(begin)

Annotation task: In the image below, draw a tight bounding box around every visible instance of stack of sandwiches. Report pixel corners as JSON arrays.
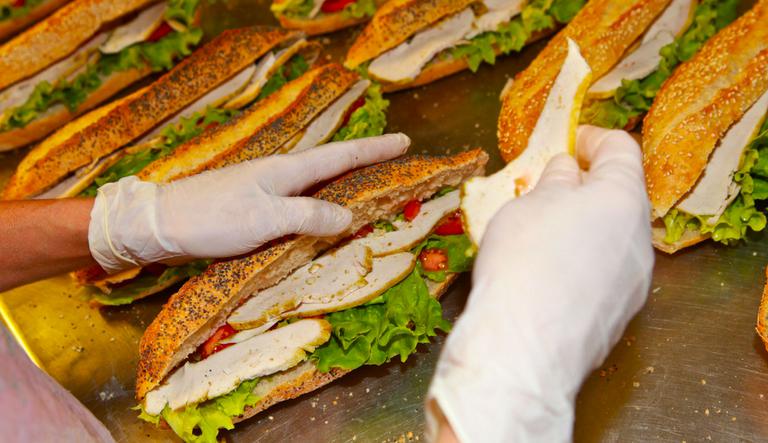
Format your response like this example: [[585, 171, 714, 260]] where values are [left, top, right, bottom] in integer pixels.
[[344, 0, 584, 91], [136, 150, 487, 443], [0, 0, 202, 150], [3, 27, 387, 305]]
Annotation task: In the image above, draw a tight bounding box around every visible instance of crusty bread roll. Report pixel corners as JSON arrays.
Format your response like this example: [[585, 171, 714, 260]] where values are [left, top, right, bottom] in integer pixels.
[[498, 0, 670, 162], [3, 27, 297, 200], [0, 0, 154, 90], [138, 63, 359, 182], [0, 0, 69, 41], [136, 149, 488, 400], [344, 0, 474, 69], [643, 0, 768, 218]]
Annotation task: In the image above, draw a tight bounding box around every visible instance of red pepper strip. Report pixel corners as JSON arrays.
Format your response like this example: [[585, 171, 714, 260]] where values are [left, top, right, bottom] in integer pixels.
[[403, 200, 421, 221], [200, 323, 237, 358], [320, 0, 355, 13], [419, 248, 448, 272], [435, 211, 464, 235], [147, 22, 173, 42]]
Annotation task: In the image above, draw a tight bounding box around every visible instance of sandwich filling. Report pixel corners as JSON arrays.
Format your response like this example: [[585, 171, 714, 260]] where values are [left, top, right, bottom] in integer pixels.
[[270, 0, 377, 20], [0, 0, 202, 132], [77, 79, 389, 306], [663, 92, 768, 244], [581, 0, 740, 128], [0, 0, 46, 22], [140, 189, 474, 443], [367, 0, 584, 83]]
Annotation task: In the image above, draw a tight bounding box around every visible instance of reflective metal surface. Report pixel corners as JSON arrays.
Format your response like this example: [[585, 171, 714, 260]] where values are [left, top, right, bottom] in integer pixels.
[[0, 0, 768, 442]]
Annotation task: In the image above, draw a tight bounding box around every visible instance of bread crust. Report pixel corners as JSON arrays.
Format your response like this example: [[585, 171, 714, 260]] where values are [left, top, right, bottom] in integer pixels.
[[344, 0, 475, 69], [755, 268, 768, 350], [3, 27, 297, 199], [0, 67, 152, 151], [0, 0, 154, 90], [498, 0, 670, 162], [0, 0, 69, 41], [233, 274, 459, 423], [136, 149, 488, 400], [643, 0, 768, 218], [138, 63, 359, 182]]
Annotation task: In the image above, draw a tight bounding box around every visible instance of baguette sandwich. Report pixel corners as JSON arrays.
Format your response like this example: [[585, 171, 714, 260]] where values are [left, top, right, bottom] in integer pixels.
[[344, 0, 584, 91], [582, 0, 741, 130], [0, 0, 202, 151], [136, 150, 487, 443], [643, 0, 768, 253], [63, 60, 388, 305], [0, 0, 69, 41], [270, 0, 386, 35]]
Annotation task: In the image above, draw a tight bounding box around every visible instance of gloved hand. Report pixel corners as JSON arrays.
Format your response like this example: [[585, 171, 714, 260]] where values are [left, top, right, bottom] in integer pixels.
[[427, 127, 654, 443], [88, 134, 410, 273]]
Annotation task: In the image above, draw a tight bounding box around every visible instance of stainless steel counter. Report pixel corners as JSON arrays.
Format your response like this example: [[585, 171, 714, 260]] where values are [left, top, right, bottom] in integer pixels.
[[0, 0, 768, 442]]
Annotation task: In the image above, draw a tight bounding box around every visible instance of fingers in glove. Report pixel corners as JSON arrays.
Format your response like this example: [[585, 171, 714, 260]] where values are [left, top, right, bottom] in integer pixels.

(end)

◆ **Set exercise**
Please rewrite all of the data above with "Report pixel corners" replaced by "Return pixel corners" everywhere, changing nothing else. Leave the pictures out.

◆ **Response below**
Annotation task: In the image below, draw a tight bounding box around every visible instance of stack of sandwiches. Return pixel corners as JSON arrays.
Format your response like this example: [[585, 171, 714, 260]] where values are [left, top, right, bottom] in integer pixels.
[[344, 0, 584, 91], [136, 150, 487, 443], [0, 0, 202, 150], [3, 27, 387, 305]]
Annotation task: In the image above, draw a tight bounding box around every visible instance of crusty bread roll. Return pixel corners as JSON arrays.
Format your response like this example: [[585, 171, 714, 260]] where values are [left, top, right, bottom] in integer pixels.
[[498, 0, 670, 162], [3, 27, 297, 200], [0, 0, 154, 90], [138, 63, 359, 182], [0, 0, 69, 41], [136, 149, 488, 400], [344, 0, 474, 69], [643, 0, 768, 218]]
Annotation task: In the image above, draw a tight bounding box around every visible instance of red pepper strip. Return pixel corners as JSON arrays.
Format your response like this example: [[585, 171, 714, 260]] where values are [left, top, right, bottom] in integer pixels.
[[403, 200, 421, 221], [200, 323, 237, 358], [320, 0, 355, 13], [419, 248, 448, 272], [435, 211, 464, 235], [147, 22, 173, 42]]
Annotation task: In the image above, draw a tight bounding box around every visible instance of sandwich filling. Return pixel corners as JSON arrays.
Format your response like this example: [[585, 171, 714, 260]] where values are [left, top, right, bottom] in integer pixels.
[[270, 0, 377, 20], [0, 0, 202, 132], [77, 79, 389, 306], [663, 92, 768, 244], [581, 0, 740, 128], [0, 0, 46, 22], [140, 189, 474, 443], [367, 0, 584, 83]]
Annotation task: In the image above, draw a tight bounding box around every visible instance of reflective metal surface. Return pixel corners as JSON arrays.
Format your response like this example: [[585, 171, 714, 260]] where values are [left, top, right, bottom] in integer pixels.
[[0, 0, 768, 442]]
Annotation task: In the image above, draw a tight bounding box around every visible instance of bread crust. Return pixel corners as JSON arrays.
Format your response like this example: [[585, 171, 714, 260]] where values are [left, top, right, bottom] in integer pixels.
[[344, 0, 475, 69], [755, 268, 768, 350], [3, 27, 297, 199], [0, 67, 152, 151], [0, 0, 154, 90], [498, 0, 670, 162], [0, 0, 69, 41], [233, 274, 459, 423], [136, 149, 488, 400], [643, 0, 768, 218], [138, 63, 359, 182]]
Annotation task: In the image above, draw a tight bounding box around every visible instance of baguette sandwich. Return pixel corners as JSON arrays.
Format your response like this example: [[585, 171, 714, 260]] where values are [left, top, right, bottom] in integer pixels.
[[344, 0, 584, 91], [582, 0, 741, 130], [0, 0, 202, 151], [136, 150, 487, 443], [643, 0, 768, 253], [63, 60, 388, 305], [0, 0, 69, 41], [270, 0, 386, 35]]
Annotation task: In the image above, draw a tight bounding box around every visible instance of gloved hand. Return pixel corners as JSON arrays.
Format your response like this example: [[585, 171, 714, 260]] where values are [left, top, right, bottom] in integer pixels.
[[427, 127, 654, 443], [88, 134, 410, 273]]
Annotation task: In the image above, draw a tight bounding box around every visible instance of stainless steel counter. Return pixel corners as JSON arrays.
Format your response like this example: [[585, 171, 714, 260]] where values are [left, top, right, bottom] in integer pixels.
[[0, 0, 768, 442]]
Annotation task: In the image above, draw a tight bounding box around every visible instance of fingers in glove. Return pixel corners as JSON arrays.
Format your response like this example: [[585, 171, 714, 260]] where values are [left, top, right, bottom] in integer pixels.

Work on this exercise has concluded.